Louis: As a consequence of that, I think that all of those companies doing things transparently, Baremetrics is another one. I think they do good marketing which is really fucking impressive. My guest today, you might have guessed, he's the founder of Baremetrics. Which is a metrics and forecasting tool for small business. The interesting thing about the founder of Baremetrics is that he previously founded at least ten startups, at least that's what he documented. He has two other projects on the side. One of them is Rockburg, which is an online music industry simulation game and Cedar and Sail, which is a handmade homewares site. Like me, he also sings and like a lot of us, a lot of you listening he also thinks that growth hacking is mostly manipulation, so Josh Pigford welcome aboard.
Josh: Thanks for having me, Louis.
Louis: I'm going to start with the easiest question of the show, so how to launch a new business, let's play a game. We're going to try to simulate the situation where we are listener listening to this podcast. We're either a marketer or designer or developer. We'll decide what to do with this information, but we want to launch a new business. We have $1,000 available to us right now. We want to be profitable quickly enough. Maybe within six months, we want to start making enough money to cover a bit of a salary of some sort. Here's the caveat. We cannot use your name. You cannot use your network or what you've built so far in the last few years that you've been in the business. You really have to start from scratch anonymously. The big question is, how will you go about it?

━━━━━━━━

▶ STATED GOAL 1:
In the podcast transcript, what kind of site is Cedar and Sail?
▶ STATED GOAL 2:
Write out the podcast transcript again from "Louis: I'm going" up to and including "go about it?", swapping "$1,000" for "$500".

▶ EXTRACTED DATA:
━━━━━━━━

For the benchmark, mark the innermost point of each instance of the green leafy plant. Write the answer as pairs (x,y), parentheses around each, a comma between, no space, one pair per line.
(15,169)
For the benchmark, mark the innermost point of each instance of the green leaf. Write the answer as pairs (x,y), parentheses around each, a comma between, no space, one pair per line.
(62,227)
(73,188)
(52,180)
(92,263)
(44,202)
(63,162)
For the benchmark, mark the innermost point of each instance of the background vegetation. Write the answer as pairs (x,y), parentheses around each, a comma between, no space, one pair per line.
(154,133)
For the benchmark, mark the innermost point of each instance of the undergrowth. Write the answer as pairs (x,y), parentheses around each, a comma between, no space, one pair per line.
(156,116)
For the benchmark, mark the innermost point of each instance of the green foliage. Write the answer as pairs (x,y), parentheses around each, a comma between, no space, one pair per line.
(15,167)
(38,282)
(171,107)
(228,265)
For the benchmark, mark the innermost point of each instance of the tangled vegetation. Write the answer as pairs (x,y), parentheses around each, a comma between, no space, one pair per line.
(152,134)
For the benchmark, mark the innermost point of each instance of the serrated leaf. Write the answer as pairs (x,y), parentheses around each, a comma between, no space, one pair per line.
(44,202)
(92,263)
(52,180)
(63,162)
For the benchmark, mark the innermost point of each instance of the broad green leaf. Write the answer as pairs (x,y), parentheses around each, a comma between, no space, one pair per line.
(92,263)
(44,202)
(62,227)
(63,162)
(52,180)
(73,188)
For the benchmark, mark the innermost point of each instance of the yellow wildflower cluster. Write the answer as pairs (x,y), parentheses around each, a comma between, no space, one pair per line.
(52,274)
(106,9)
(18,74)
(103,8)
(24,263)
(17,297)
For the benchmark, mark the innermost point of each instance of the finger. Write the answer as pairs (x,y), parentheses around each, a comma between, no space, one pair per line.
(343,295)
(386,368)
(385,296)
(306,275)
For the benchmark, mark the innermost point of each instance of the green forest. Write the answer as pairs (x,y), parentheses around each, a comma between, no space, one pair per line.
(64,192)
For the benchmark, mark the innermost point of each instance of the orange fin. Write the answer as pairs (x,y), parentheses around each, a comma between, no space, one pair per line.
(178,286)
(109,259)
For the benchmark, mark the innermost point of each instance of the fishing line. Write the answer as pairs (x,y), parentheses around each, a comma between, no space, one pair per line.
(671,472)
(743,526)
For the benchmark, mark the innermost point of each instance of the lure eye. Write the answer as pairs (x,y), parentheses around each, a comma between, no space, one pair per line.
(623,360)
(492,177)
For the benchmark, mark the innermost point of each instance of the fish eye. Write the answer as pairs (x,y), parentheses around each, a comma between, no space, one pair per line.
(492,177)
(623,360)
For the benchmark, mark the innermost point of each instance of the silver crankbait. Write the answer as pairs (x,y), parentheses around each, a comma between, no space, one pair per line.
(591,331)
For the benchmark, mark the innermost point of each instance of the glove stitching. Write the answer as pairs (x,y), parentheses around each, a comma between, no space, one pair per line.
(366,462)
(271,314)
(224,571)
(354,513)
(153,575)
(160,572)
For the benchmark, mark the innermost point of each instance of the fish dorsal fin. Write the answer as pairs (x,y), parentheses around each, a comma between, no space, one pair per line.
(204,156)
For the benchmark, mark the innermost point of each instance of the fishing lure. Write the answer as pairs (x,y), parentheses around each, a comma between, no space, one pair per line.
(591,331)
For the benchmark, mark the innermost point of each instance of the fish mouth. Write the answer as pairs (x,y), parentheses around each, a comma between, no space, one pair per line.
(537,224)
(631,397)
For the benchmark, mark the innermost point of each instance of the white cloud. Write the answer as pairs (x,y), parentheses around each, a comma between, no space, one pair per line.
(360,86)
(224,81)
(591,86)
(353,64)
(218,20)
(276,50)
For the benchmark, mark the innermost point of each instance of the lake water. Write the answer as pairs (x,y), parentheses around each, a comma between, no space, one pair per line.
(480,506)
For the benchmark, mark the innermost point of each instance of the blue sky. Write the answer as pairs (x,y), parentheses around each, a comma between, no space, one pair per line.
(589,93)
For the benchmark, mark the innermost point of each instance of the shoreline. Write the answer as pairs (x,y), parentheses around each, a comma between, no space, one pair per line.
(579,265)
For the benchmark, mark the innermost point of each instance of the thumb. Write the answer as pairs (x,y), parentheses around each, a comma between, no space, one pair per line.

━━━━━━━━

▶ EXERCISE OUTPUT 1:
A handmade homewares site.

▶ EXERCISE OUTPUT 2:
Louis: I'm going to start with the easiest question of the show, so how to launch a new business, let's play a game. We're going to try to simulate the situation where we are listener listening to this podcast. We're either a marketer or designer or developer. We'll decide what to do with this information, but we want to launch a new business. We have $500 available to us right now. We want to be profitable quickly enough. Maybe within six months, we want to start making enough money to cover a bit of a salary of some sort. Here's the caveat. We cannot use your name. You cannot use your network or what you've built so far in the last few years that you've been in the business. You really have to start from scratch anonymously. The big question is, how will you go about it?